Текст для чтения:
__________________________________________________
Стояла зима. Она была мягкой, можно было не сокращать обычных прогулок за город. Прогулка за город входила в распорядок дня. Уже складывался этот распорядок, который выполнялся все строже и строже. Для стороннего наблюдателя эта строгость могла показаться даже чрезмерной. Педантизм редко связывается с одаренностью. Диккенс смеялся, когда друзья шутили над его пристрастием точно соблюдать выработанное расписание дня. И заодно подтрунивали над его аккуратностью.

Но с каждым месяцем эти два пристрастия — к точности и к аккуратности — укреплялись глубже. Казалось, будто он задумал сковать в повседневной жизни жесткими рамками привычек свою эмоциональность и темпераментность. Оба эти качества так легко выплескиваются за любые рамки, но так уж повелось, что именно они помогают себя обуздать. Диккенс решил, что он должен быть точен и аккуратен, и бурно, с энтузиазмом осуществлял это решение. Теперь, после «Пиквика», он не смеет растрачивать зря время, теперь он должен производить строгий отбор нужных ему людей от ненужных, теперь он должен опираться в самодисциплине на помощь благодетельной рутины. Если в нее втянуться, мысль человеческая, не отвлекаясь, обратится к разрешению задач более существенных.

Порядок на письменном столе должен быть образцовым, перья — очинены остро, писать карандашом или делать карандашные поправки в рукописи нельзя. Стол должен стоять перед окном, против света. Это также важно для успешности работы, как положение спящего для здорового сна: спящий должен лежать головой к северу, а ногами — к югу. Цвет чернил имеет значение, они должны быть синими; и ни один стул в кабинете нельзя сдвигать на дюйм с привычного места. Такой беспорядок отвлекает внимание не меньше, чем неаккуратно поднятая штора на окне, не меньше, чем плохо подметенный пол.
__________________________________________________
Записи данных:
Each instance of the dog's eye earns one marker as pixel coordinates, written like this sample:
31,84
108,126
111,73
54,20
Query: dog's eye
__________________________________________________
Письменное задание: Какого цвета должны были быть чернила согласно тексту о распорядке дня Диккенса?

Письменный ответ: Чернила должны были быть синими.